## Set problem
Print each of the items below verbatim, leaving out the pictures.

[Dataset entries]

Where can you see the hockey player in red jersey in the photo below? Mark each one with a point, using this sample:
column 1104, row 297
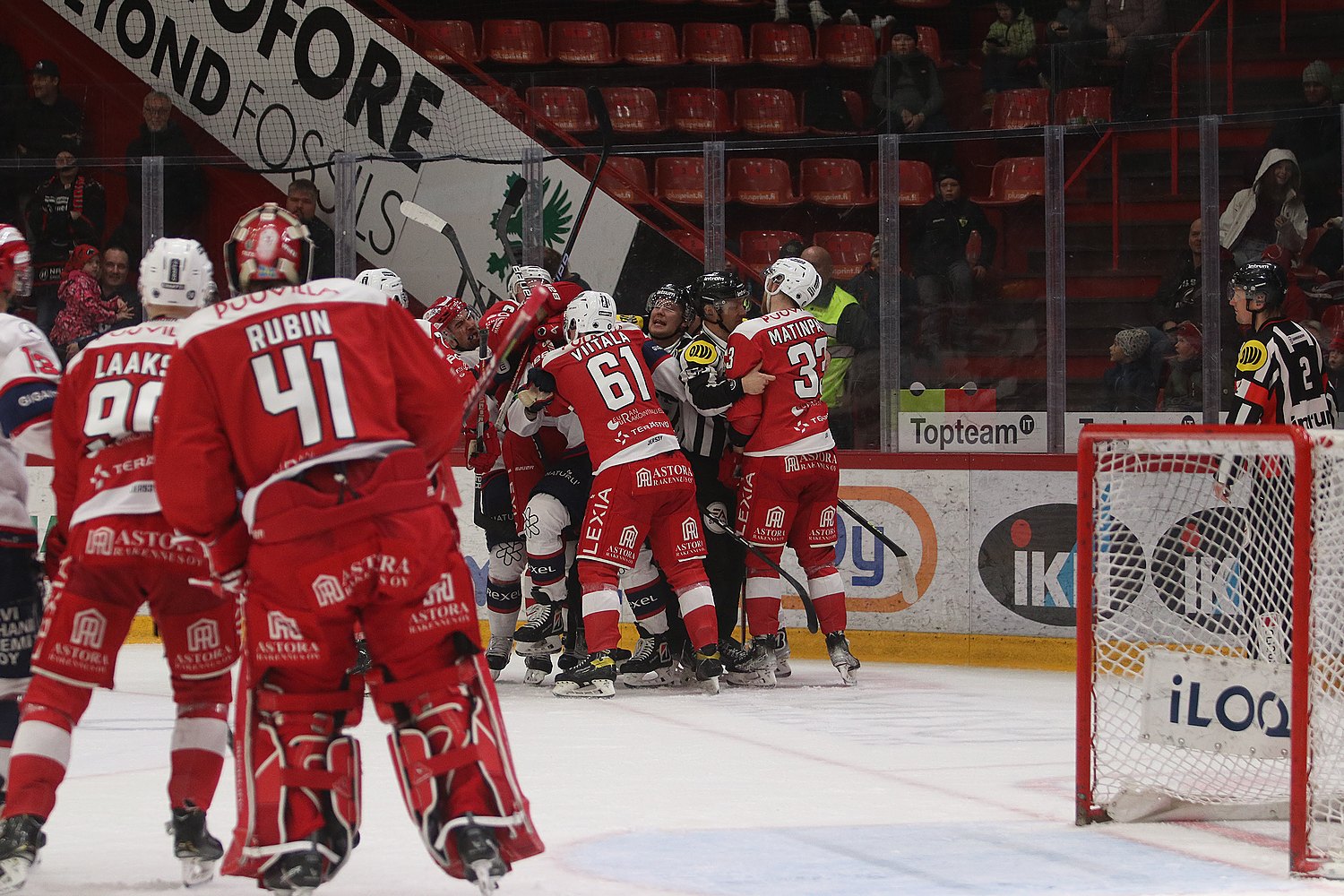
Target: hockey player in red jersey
column 304, row 440
column 116, row 551
column 642, row 487
column 790, row 478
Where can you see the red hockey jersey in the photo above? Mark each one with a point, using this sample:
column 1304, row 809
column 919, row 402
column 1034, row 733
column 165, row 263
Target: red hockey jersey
column 789, row 417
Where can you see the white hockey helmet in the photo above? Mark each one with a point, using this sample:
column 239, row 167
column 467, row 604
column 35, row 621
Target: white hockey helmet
column 796, row 279
column 384, row 280
column 177, row 273
column 526, row 276
column 589, row 312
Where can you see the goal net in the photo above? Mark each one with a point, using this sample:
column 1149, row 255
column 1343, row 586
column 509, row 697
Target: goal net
column 1211, row 630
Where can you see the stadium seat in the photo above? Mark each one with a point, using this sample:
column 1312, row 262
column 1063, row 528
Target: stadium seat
column 760, row 247
column 768, row 110
column 628, row 167
column 440, row 35
column 1082, row 105
column 647, row 43
column 566, row 108
column 701, row 110
column 761, row 182
column 1016, row 180
column 680, row 179
column 832, row 182
column 633, row 110
column 849, row 250
column 1027, row 108
column 513, row 40
column 711, row 43
column 781, row 45
column 581, row 43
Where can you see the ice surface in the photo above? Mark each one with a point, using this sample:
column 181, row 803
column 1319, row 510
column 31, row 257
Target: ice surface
column 921, row 780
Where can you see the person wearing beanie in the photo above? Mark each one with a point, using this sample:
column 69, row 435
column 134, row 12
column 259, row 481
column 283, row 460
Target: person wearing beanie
column 1129, row 382
column 906, row 91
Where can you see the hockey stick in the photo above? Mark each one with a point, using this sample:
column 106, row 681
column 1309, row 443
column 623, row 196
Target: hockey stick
column 511, row 202
column 908, row 570
column 421, row 215
column 803, row 592
column 604, row 123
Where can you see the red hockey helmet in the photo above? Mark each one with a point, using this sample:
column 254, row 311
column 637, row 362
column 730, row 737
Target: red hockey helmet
column 15, row 263
column 269, row 247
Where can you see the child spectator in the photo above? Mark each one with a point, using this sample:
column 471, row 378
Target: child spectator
column 1268, row 212
column 1129, row 383
column 1010, row 50
column 85, row 312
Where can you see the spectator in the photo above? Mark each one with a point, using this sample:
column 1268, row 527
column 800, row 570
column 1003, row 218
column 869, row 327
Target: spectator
column 1314, row 142
column 906, row 93
column 1010, row 50
column 185, row 188
column 1129, row 383
column 1128, row 26
column 1268, row 212
column 940, row 234
column 301, row 201
column 1183, row 382
column 846, row 327
column 116, row 282
column 66, row 211
column 50, row 121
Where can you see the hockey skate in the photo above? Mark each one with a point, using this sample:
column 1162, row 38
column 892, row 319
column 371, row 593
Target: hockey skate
column 838, row 646
column 496, row 654
column 194, row 845
column 21, row 839
column 648, row 665
column 594, row 677
column 537, row 669
column 480, row 853
column 542, row 632
column 752, row 667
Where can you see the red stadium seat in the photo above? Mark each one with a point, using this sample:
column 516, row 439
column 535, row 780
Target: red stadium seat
column 768, row 110
column 701, row 110
column 566, row 108
column 760, row 247
column 680, row 179
column 628, row 167
column 582, row 43
column 513, row 40
column 711, row 43
column 761, row 182
column 443, row 35
column 647, row 43
column 1029, row 108
column 832, row 182
column 1082, row 105
column 1016, row 180
column 776, row 43
column 847, row 46
column 849, row 250
column 633, row 110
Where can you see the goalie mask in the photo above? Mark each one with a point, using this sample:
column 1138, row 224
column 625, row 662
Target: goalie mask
column 589, row 312
column 524, row 276
column 177, row 273
column 793, row 279
column 15, row 263
column 269, row 247
column 386, row 281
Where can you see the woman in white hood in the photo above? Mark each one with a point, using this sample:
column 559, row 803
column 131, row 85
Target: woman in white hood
column 1268, row 212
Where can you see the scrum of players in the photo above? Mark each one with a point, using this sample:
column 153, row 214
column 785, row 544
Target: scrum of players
column 284, row 458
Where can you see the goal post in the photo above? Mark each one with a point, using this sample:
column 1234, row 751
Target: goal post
column 1211, row 630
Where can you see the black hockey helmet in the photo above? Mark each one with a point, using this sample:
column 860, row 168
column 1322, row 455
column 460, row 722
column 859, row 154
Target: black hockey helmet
column 1263, row 279
column 719, row 287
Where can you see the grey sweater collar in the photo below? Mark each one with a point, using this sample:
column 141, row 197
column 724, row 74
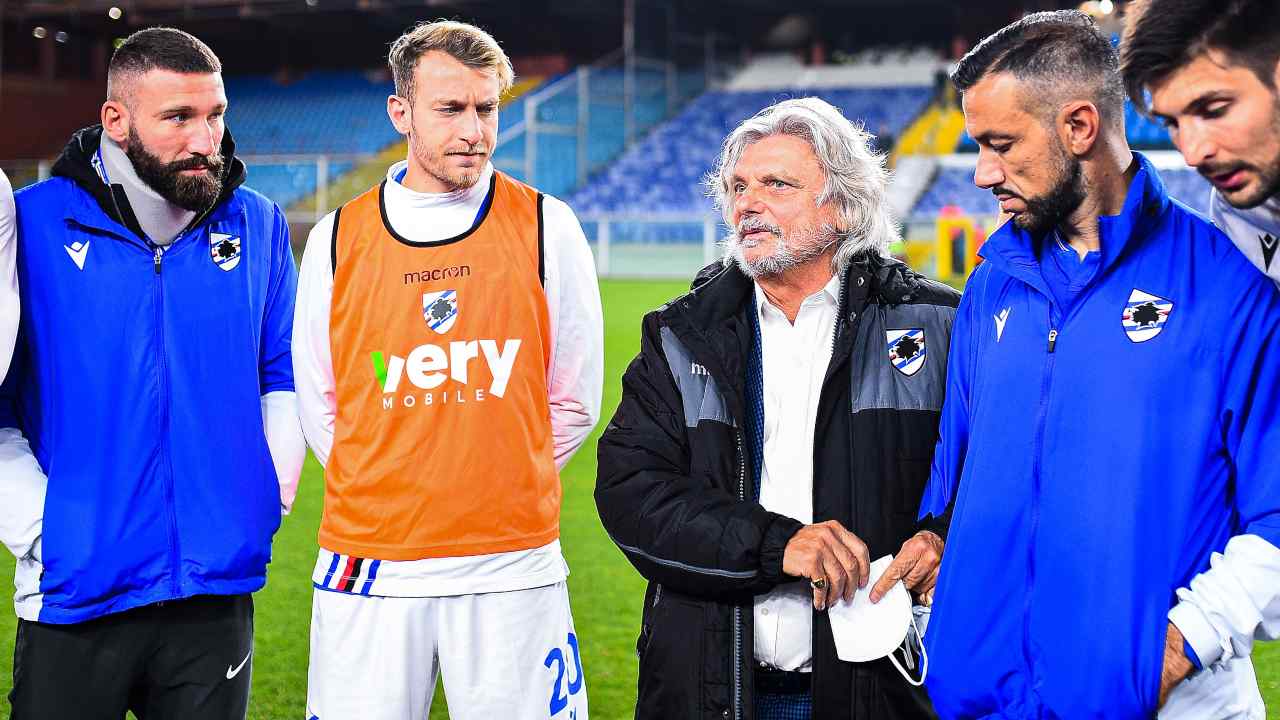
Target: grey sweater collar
column 161, row 220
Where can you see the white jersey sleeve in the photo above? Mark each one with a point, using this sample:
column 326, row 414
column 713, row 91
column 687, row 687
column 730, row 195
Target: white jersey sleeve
column 284, row 440
column 1255, row 232
column 576, row 372
column 9, row 306
column 312, row 361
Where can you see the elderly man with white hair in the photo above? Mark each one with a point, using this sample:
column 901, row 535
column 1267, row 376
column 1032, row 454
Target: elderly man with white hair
column 775, row 437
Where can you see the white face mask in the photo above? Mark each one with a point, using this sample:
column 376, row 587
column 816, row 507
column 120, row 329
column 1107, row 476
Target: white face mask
column 865, row 630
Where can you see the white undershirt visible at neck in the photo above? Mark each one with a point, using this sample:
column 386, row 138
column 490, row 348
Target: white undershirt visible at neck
column 161, row 220
column 794, row 359
column 451, row 213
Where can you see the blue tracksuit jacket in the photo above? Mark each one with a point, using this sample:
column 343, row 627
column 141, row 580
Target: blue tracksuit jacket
column 1096, row 455
column 137, row 383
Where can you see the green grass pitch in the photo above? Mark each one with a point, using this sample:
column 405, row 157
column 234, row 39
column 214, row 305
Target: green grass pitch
column 604, row 589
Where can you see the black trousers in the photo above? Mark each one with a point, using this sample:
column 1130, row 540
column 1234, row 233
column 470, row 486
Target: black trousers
column 183, row 659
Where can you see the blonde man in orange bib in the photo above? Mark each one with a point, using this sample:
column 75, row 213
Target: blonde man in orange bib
column 448, row 352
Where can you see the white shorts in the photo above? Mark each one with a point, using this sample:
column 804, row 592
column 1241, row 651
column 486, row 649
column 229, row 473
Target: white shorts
column 504, row 655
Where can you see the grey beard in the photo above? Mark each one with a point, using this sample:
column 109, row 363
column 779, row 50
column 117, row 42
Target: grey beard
column 789, row 253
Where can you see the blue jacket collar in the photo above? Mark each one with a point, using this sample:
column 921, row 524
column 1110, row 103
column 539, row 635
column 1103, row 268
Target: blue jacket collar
column 1014, row 250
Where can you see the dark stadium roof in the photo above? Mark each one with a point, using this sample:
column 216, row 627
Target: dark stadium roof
column 264, row 35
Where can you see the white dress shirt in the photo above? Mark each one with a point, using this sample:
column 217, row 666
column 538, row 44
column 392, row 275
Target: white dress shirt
column 574, row 378
column 795, row 359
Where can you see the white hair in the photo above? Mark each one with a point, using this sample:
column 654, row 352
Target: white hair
column 855, row 173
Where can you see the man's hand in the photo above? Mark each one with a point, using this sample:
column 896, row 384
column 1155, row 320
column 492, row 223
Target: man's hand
column 1176, row 665
column 831, row 554
column 917, row 565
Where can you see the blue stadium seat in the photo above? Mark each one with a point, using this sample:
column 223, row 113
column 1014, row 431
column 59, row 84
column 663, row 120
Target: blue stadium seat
column 664, row 172
column 323, row 113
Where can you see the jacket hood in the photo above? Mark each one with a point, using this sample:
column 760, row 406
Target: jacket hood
column 718, row 291
column 78, row 159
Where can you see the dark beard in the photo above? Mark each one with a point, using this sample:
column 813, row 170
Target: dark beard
column 1050, row 209
column 193, row 194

## Complete response
Where can you see the hockey player in red jersey in the photo below? Mark each one with a point, using this sample:
column 1104, row 297
Target: hockey player in red jersey
column 304, row 440
column 116, row 551
column 642, row 487
column 790, row 478
Where can you see the red hockey jersey in the photo above? Mark each one with a point, using this sample:
column 1304, row 809
column 919, row 402
column 1034, row 733
column 165, row 263
Target: red hockey jersey
column 789, row 417
Where can you see the white hockey helmet in the photo above? Mark each one with a point, using this sample:
column 239, row 167
column 467, row 604
column 35, row 621
Target: white hockey helmet
column 796, row 279
column 384, row 280
column 177, row 273
column 526, row 276
column 589, row 312
Where can you see the goal net in the photo above? Mark each one with a point, using this sample:
column 1149, row 255
column 1343, row 586
column 509, row 697
Target: goal net
column 1211, row 630
Where can you see the stadium seat in the photo above? Mark each one with a point, using this sample:
column 1312, row 262
column 1063, row 528
Target: stadium seat
column 760, row 247
column 768, row 110
column 628, row 167
column 440, row 35
column 1082, row 105
column 647, row 43
column 566, row 108
column 701, row 110
column 761, row 182
column 1016, row 180
column 680, row 179
column 832, row 182
column 633, row 110
column 849, row 250
column 1027, row 108
column 513, row 40
column 711, row 43
column 781, row 45
column 581, row 43
Where can you see the ice surface in the photo above? Mark each one with a point, using this sample:
column 181, row 803
column 1319, row 510
column 31, row 257
Target: ice surface
column 921, row 780
Where can you see the person wearing beanie in the photo above? Mark each one with a point, using this sample:
column 69, row 435
column 134, row 12
column 259, row 481
column 283, row 460
Target: person wearing beanie
column 1129, row 382
column 906, row 91
Where can you see the hockey stick in the photo above? Mark each one with a point, using this sample:
column 106, row 681
column 1309, row 443
column 623, row 196
Target: hockey stick
column 511, row 202
column 908, row 570
column 421, row 215
column 803, row 592
column 604, row 123
Where can you see the red hockey helmet in the photo above? Mark each one with a point, using this sample:
column 254, row 311
column 637, row 362
column 730, row 737
Target: red hockey helmet
column 15, row 263
column 269, row 247
Where can you see the child spectator in the photo above? Mark each one with a point, using this sample:
column 471, row 378
Target: child spectator
column 1268, row 212
column 1129, row 383
column 1010, row 50
column 85, row 312
Where can you see the spectator in the photo above? Mark each one with a point, using this sample:
column 1268, row 527
column 800, row 570
column 1003, row 218
column 869, row 327
Target: spectator
column 1314, row 142
column 906, row 93
column 1010, row 50
column 185, row 188
column 1129, row 383
column 1128, row 26
column 1268, row 212
column 940, row 234
column 301, row 201
column 1183, row 382
column 846, row 327
column 116, row 282
column 66, row 211
column 50, row 121
Where can you see the hockey skate in the photo above? Mark each one with a point, using this sample:
column 1162, row 38
column 892, row 319
column 371, row 593
Target: hockey skate
column 838, row 646
column 496, row 654
column 194, row 845
column 21, row 839
column 648, row 665
column 594, row 677
column 537, row 669
column 480, row 853
column 542, row 632
column 752, row 667
Where can you see the red stadium seat in the photo above? Mark each one with a point, using this sample:
column 516, row 439
column 535, row 780
Target: red stadium seat
column 768, row 110
column 701, row 110
column 566, row 108
column 760, row 247
column 680, row 179
column 628, row 167
column 582, row 43
column 513, row 40
column 711, row 43
column 761, row 182
column 443, row 35
column 647, row 43
column 1029, row 108
column 832, row 182
column 1082, row 105
column 1016, row 180
column 776, row 43
column 847, row 46
column 849, row 250
column 633, row 110
Where can you see the goalie mask in the photo above? Mark each one with a point, using this sample:
column 1138, row 224
column 625, row 662
Target: goalie mask
column 589, row 312
column 524, row 276
column 177, row 273
column 793, row 279
column 15, row 263
column 269, row 247
column 386, row 281
Where can you see the woman in white hood in the photo above? Mark each one with a point, using this sample:
column 559, row 803
column 131, row 85
Target: woman in white hood
column 1268, row 212
Where can you see the scrum of players in the photo above? Mark each one with a point, using this sample:
column 153, row 214
column 785, row 544
Target: scrum of players
column 284, row 458
Where can you see the goal post in the photo above? Mark each one with a point, using this sample:
column 1234, row 751
Target: goal post
column 1211, row 630
Where can you see the black hockey helmet in the photo above? Mark each one with a point, using this sample:
column 860, row 168
column 1322, row 455
column 460, row 722
column 859, row 154
Target: black hockey helmet
column 1263, row 279
column 719, row 287
Where can you see the grey sweater collar in the photo below? Mark each one with a point, using this sample:
column 141, row 197
column 724, row 74
Target: grey sweater collar
column 161, row 220
Where can you see the white jersey sleeve in the photo above? Mark each one with a point, using this sample:
column 326, row 414
column 713, row 91
column 687, row 687
column 730, row 195
Target: white jersey sleeve
column 284, row 440
column 1255, row 232
column 576, row 372
column 9, row 306
column 312, row 361
Where can you see the elderly man with white hair in the photo above? Mark each one with a point, using this sample:
column 901, row 535
column 1267, row 376
column 1032, row 454
Target: elderly man with white hair
column 775, row 437
Where can you see the white face mask in the photo above? Mark each one with a point, using this sample:
column 376, row 587
column 816, row 507
column 120, row 329
column 1107, row 476
Target: white face mask
column 865, row 630
Where can you see the white undershirt visible at neck in the photo above? Mark each one with a point, using this sample:
column 386, row 138
column 490, row 348
Target: white undershirt visible at neck
column 161, row 220
column 794, row 359
column 451, row 213
Where can you see the blue tracksuit jacket in the photo above? Mark each one with a point, using this sample:
column 343, row 627
column 141, row 580
Target: blue tracksuit jacket
column 1096, row 455
column 137, row 383
Where can you see the green grass pitch in the photo above? Mark each one with a point, using this sample:
column 405, row 157
column 234, row 39
column 214, row 305
Target: green grass pitch
column 604, row 589
Where can you see the black trousers in the photo above? Mark each one with a point, using this sample:
column 1130, row 540
column 1234, row 233
column 470, row 486
Target: black trousers
column 183, row 659
Where can you see the blonde man in orange bib in the photo above? Mark each one with a point, using this sample:
column 75, row 213
Target: blonde man in orange bib
column 448, row 352
Where can you see the white shorts in the photo above? Mark each one with a point, using this sample:
column 804, row 592
column 1241, row 651
column 486, row 649
column 229, row 473
Target: white shorts
column 504, row 655
Where can you see the grey beard in the photo above? Mark each one with a point, using this sample:
column 109, row 363
column 779, row 50
column 117, row 42
Target: grey beard
column 789, row 253
Where can you see the blue jacket collar in the photo above? Mark each one with a point, using this sample:
column 921, row 524
column 1110, row 103
column 539, row 635
column 1103, row 268
Target: blue jacket collar
column 1014, row 250
Where can you see the dark stadium roof in the photo above? Mark each one with a point, using this sample:
column 216, row 627
Target: dark stadium roof
column 264, row 35
Where can you see the white dress shirt in the photo above? Mark each one with a point, using this sample:
column 217, row 666
column 538, row 44
column 392, row 275
Target: white dress shirt
column 574, row 378
column 795, row 359
Where can you see the white hair in the photo above? Mark each one with a point, using this sample:
column 654, row 352
Target: white hair
column 855, row 173
Where can you see the man's hand in the photo above? Mark each one with a point, using this sample:
column 896, row 384
column 1155, row 320
column 492, row 223
Target: man's hand
column 1176, row 665
column 831, row 554
column 917, row 565
Where can you see the blue stadium seat in the photo above? Mark each one with a point, using this sample:
column 223, row 113
column 1014, row 431
column 59, row 84
column 663, row 120
Target: blue stadium seat
column 664, row 172
column 323, row 113
Where can you see the jacket hood in the photo above? Mark each one with a point, using this sample:
column 760, row 406
Target: jacket hood
column 718, row 291
column 78, row 159
Where can you see the dark beard in the photo above? Mark each one with a point, using this sample:
column 813, row 170
Target: dark beard
column 1050, row 209
column 193, row 194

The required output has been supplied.